• **The input**
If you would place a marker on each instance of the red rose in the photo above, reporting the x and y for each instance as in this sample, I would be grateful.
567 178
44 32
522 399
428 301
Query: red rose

• **What the task asks**
Return all of the rows above verbatim, with no changes to any character or line.

• **Final answer**
If you would place a marker on each instance of the red rose in the photo above, reporting the x and y for each instance as in this sample, I would be grateful.
567 178
44 32
522 399
428 301
Query: red rose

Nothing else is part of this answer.